— begin Data provided —
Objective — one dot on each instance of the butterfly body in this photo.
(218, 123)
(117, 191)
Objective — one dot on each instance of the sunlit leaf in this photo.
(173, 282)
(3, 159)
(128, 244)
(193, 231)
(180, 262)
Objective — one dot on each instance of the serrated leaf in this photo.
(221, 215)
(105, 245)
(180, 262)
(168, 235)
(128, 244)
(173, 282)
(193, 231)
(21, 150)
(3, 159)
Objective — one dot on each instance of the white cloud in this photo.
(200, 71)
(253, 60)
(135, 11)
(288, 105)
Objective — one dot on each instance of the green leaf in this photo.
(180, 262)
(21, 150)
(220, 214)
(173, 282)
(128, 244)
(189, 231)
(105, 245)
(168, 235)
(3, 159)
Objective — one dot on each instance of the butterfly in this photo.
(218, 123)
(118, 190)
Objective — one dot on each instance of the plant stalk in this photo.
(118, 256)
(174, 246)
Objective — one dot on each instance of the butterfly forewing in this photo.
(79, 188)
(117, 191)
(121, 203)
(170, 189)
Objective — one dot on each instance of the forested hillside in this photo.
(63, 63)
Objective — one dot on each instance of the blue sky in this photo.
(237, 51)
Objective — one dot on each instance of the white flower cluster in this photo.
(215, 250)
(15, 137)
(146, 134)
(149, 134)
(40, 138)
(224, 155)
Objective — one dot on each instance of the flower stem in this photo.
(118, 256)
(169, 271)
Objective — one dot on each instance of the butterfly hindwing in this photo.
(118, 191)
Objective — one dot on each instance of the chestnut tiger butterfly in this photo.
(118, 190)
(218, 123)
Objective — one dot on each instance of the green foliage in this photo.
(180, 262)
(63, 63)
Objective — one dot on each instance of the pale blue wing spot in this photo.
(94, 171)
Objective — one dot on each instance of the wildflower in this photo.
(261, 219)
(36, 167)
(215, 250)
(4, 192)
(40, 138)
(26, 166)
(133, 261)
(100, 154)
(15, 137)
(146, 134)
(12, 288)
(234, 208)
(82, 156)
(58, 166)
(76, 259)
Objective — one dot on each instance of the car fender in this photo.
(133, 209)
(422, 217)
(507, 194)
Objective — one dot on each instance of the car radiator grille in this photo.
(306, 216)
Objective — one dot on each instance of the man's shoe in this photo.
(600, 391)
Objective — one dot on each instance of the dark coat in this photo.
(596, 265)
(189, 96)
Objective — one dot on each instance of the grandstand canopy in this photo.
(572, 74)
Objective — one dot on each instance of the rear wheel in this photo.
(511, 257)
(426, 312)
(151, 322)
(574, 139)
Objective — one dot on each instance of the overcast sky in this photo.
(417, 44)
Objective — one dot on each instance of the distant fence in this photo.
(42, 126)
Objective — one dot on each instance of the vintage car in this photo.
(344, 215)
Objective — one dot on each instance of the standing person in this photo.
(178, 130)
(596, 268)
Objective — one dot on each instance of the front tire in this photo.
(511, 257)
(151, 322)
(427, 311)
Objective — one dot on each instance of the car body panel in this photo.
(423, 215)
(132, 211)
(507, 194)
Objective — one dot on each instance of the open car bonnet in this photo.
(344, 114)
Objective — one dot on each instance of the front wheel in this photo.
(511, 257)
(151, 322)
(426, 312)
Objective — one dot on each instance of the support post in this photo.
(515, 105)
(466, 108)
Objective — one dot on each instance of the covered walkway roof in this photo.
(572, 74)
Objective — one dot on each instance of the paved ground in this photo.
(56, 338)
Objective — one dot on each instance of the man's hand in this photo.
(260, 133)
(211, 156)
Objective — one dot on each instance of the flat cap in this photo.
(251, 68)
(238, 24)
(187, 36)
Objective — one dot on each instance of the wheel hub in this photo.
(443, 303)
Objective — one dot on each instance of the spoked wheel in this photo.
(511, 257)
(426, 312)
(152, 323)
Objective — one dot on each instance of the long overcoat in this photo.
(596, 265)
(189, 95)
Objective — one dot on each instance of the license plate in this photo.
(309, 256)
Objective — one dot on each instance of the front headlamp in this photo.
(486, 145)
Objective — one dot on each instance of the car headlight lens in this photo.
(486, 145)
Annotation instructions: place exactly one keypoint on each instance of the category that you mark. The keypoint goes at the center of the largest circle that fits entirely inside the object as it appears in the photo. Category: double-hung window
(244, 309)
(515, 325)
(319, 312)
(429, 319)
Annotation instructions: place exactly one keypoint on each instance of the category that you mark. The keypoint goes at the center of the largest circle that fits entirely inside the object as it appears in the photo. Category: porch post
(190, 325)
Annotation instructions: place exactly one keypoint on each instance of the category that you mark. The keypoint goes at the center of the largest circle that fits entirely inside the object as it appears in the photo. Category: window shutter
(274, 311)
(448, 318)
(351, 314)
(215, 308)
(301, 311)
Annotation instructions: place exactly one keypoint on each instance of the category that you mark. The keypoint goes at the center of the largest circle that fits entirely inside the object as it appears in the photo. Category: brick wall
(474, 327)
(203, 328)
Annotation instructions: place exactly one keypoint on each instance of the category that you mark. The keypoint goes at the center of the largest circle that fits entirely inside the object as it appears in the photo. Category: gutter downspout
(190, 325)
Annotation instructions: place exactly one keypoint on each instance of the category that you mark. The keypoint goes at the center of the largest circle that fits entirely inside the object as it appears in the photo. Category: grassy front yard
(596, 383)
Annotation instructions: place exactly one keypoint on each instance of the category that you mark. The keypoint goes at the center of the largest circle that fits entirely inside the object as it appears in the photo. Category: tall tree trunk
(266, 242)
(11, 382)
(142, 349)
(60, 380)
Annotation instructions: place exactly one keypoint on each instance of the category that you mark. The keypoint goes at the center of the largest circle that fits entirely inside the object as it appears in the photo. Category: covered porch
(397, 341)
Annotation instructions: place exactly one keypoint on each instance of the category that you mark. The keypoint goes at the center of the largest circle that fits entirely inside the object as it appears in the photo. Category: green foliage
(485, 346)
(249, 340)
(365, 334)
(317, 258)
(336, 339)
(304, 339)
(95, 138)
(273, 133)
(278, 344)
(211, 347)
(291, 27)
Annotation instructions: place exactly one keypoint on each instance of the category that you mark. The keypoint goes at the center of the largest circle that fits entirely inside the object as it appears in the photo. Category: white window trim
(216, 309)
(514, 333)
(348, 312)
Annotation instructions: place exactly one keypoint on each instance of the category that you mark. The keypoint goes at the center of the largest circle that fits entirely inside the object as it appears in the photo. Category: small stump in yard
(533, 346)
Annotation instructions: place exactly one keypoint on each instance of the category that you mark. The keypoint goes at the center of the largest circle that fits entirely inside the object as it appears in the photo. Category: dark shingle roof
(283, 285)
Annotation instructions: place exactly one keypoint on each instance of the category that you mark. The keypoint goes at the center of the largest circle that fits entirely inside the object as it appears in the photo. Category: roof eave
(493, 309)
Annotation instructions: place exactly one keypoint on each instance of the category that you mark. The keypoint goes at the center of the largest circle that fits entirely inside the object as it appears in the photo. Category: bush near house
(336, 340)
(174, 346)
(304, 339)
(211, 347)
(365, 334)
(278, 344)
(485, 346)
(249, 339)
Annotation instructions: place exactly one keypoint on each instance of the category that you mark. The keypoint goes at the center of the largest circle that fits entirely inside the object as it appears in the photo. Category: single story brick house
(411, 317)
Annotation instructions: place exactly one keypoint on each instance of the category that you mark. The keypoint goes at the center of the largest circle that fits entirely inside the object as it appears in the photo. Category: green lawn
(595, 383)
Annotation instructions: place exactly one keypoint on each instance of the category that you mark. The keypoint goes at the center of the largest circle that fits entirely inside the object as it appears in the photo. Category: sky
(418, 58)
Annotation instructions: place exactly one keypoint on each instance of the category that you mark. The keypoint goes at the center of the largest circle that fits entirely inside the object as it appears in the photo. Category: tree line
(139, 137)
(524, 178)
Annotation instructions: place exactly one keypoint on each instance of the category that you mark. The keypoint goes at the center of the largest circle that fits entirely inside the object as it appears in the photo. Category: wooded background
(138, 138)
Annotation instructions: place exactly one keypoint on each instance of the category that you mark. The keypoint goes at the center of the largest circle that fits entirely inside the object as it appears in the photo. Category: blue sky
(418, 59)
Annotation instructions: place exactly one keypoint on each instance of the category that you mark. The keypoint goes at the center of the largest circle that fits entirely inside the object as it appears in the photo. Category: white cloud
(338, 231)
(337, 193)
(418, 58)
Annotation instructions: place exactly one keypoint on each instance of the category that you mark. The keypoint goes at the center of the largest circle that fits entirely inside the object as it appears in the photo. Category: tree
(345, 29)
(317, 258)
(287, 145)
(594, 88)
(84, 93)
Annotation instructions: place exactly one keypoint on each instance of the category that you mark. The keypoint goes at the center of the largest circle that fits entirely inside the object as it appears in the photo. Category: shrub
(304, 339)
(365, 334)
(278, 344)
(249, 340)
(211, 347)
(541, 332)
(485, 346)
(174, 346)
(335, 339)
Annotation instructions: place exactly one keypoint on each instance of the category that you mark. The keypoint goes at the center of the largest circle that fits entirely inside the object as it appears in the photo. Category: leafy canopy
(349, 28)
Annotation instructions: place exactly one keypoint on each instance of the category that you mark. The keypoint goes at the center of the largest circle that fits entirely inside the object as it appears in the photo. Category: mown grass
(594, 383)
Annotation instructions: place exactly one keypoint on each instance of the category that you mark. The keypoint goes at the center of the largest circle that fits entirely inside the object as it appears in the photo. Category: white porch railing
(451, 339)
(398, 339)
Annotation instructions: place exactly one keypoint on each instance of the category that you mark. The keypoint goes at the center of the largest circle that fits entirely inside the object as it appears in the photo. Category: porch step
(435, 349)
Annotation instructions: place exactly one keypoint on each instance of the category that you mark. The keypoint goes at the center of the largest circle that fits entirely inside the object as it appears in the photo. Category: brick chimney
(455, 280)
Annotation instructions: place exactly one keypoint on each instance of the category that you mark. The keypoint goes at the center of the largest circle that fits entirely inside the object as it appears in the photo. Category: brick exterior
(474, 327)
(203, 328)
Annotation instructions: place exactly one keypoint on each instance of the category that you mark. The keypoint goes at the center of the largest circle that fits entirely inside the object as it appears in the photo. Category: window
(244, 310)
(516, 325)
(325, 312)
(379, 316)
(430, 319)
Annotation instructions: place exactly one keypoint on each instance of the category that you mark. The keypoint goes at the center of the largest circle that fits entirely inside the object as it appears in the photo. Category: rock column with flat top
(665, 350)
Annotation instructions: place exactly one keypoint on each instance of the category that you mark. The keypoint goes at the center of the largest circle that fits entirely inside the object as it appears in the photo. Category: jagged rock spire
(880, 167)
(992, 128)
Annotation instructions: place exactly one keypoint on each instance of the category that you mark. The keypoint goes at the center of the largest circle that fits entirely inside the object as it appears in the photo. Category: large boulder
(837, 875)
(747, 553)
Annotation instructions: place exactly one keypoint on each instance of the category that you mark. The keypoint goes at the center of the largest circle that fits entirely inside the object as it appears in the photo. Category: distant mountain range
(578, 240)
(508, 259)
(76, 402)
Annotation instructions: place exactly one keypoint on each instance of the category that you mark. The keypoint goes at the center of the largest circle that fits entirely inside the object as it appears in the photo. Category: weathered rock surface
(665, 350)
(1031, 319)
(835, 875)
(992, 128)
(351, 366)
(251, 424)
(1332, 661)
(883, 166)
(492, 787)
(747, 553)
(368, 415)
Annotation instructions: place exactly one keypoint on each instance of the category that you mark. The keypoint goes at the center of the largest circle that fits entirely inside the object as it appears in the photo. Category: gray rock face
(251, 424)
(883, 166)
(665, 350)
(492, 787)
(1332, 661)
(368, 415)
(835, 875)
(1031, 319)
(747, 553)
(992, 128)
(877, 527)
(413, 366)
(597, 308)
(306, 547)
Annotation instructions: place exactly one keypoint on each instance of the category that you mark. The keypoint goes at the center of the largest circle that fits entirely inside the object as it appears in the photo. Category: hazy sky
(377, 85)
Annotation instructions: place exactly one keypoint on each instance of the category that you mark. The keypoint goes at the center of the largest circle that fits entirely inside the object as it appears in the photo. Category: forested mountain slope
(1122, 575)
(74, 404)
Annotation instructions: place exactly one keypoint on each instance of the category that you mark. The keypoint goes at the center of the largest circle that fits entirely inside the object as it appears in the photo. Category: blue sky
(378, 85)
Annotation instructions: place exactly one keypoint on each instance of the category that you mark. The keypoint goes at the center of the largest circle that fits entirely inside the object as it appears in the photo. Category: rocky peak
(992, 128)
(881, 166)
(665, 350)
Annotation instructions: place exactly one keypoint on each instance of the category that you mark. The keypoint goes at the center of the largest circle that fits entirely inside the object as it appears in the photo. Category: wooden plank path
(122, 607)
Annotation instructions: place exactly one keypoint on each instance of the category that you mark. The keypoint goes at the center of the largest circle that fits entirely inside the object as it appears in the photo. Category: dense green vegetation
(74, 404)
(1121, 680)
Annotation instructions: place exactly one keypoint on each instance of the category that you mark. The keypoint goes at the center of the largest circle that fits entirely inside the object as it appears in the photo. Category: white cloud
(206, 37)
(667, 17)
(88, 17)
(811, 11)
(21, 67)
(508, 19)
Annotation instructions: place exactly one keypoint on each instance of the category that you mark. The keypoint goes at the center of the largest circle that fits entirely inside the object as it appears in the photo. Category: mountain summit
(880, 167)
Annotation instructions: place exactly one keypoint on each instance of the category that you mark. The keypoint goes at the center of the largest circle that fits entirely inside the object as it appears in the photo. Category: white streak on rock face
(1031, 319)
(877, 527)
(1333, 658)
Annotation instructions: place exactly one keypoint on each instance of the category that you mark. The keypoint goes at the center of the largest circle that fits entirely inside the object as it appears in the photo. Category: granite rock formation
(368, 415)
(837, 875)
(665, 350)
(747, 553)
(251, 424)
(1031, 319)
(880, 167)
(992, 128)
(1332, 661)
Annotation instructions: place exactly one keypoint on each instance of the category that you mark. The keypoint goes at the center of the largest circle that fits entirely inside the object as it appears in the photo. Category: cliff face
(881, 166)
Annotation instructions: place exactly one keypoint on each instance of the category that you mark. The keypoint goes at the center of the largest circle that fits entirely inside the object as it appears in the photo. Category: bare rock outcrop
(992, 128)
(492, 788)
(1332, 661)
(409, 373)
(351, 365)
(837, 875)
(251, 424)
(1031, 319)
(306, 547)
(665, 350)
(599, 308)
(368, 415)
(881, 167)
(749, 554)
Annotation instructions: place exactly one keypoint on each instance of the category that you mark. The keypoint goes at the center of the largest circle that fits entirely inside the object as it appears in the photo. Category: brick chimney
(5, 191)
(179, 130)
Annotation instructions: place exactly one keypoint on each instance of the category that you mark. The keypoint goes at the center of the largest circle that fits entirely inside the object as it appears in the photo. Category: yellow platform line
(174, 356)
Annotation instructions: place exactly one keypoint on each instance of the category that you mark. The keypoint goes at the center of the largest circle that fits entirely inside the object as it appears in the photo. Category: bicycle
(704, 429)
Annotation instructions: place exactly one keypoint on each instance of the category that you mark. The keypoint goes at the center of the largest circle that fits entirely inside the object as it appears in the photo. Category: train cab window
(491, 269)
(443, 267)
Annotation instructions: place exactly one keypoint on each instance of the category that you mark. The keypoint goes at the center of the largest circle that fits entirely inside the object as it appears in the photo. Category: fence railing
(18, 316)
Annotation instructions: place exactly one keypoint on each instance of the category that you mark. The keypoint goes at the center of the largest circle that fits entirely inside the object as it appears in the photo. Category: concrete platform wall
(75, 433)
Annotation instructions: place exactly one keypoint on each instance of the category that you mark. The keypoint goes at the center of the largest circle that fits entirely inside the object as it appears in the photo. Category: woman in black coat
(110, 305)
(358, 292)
— end Data provided —
**Job:** Your output consists solely of the lines from the one with "concrete platform wall" through the last line, copied exactly.

**Answer in full:**
Annotation instructions: place exactly one keypoint on each instance of the category that you mark. The keypoint goes at the center of the largest circle that fits entirely inside the object as it appears in the photo. Category: concrete platform wall
(75, 433)
Annotation instructions: place exactly one keypoint on each instance of the category that you mark. The keypoint goes at the center of the largest circle that fits entirely inside the object as it appears in the photo. Category: woman in black coat
(110, 305)
(358, 292)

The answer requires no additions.